• _REQUIRED WORK_
Copy the entries below line for line, with no changes.

• _Dataset entries_
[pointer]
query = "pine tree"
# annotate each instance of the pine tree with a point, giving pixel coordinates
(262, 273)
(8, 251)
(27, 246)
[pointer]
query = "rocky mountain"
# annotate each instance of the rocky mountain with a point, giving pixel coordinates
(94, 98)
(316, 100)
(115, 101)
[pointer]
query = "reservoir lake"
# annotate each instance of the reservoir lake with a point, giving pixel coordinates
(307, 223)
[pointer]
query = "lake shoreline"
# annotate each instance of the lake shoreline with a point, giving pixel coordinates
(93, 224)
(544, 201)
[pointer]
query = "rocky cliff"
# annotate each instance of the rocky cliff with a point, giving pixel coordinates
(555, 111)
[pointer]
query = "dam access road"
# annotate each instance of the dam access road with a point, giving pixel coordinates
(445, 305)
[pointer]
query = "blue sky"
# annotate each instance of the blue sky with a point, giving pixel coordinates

• _REPLY TO THE EXERCISE_
[pointer]
query = "pine tree"
# annotate each instance of the pine tree with a point, giving pixel coordinates
(262, 273)
(8, 251)
(27, 246)
[pointer]
query = "rocky mountain"
# annotate each instance of the rocky mountain with a point, giving pixel coordinates
(94, 98)
(316, 100)
(115, 101)
[pointer]
query = "reservoir lake"
# annotate each instance of the reservoir lake with a point, giving pixel coordinates
(307, 223)
[pointer]
query = "lake shoreline"
# annotate each instance of the lake shoreline with a point, giving pixel coordinates
(93, 224)
(544, 201)
[pointer]
query = "rocky cliff"
# annotate each instance of the rocky cliff with a point, giving pixel coordinates
(555, 111)
[pointer]
query = "dam access road"
# annotate each instance of the dam access road with a point, giving pixel coordinates
(445, 305)
[pointer]
query = "blue sky"
# annotate each instance of the blue sky with a point, giving pixel coordinates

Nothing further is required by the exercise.